_Exercise instructions:_ Render the items below, from the first line through the line containing "[399,936,517,1072]", as a Markdown table with the columns Row and Text. Give each line its number under Row and leave out any blank lines.

_Data for this task:_
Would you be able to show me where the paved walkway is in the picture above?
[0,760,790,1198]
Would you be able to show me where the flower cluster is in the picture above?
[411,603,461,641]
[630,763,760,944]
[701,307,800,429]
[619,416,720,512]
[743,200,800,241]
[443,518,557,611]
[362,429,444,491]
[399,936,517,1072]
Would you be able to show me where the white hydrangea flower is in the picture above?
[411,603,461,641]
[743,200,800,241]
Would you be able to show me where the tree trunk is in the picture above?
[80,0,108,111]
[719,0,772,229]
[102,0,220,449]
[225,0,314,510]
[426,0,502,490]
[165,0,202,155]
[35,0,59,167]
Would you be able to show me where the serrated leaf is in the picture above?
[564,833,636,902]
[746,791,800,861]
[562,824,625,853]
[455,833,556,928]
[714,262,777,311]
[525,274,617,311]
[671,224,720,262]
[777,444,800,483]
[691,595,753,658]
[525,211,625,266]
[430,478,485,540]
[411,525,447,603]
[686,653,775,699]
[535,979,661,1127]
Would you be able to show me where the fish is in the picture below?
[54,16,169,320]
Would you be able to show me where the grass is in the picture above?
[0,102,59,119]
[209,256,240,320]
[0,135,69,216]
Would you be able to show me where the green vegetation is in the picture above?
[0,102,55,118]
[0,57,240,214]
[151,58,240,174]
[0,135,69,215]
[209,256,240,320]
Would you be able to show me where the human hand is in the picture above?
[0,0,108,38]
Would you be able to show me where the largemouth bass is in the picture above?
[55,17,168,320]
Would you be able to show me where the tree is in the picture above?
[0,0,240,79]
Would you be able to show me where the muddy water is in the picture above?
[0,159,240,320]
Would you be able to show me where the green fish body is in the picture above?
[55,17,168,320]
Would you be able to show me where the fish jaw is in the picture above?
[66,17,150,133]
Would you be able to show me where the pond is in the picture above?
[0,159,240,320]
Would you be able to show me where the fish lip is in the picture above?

_Response to the exercise:_
| Row | Text |
|---|---|
| 1 | Would you be able to show me where the paved walkway is in the picture above? |
| 2 | [0,760,790,1198] |
| 3 | Would you be able to show me where the flower cluster is in the picture above? |
| 4 | [411,603,461,641] |
| 5 | [630,763,760,944] |
| 6 | [701,307,800,429] |
| 7 | [619,416,720,512] |
| 8 | [743,200,800,241] |
| 9 | [443,518,557,611] |
| 10 | [362,429,444,491] |
| 11 | [399,936,517,1072] |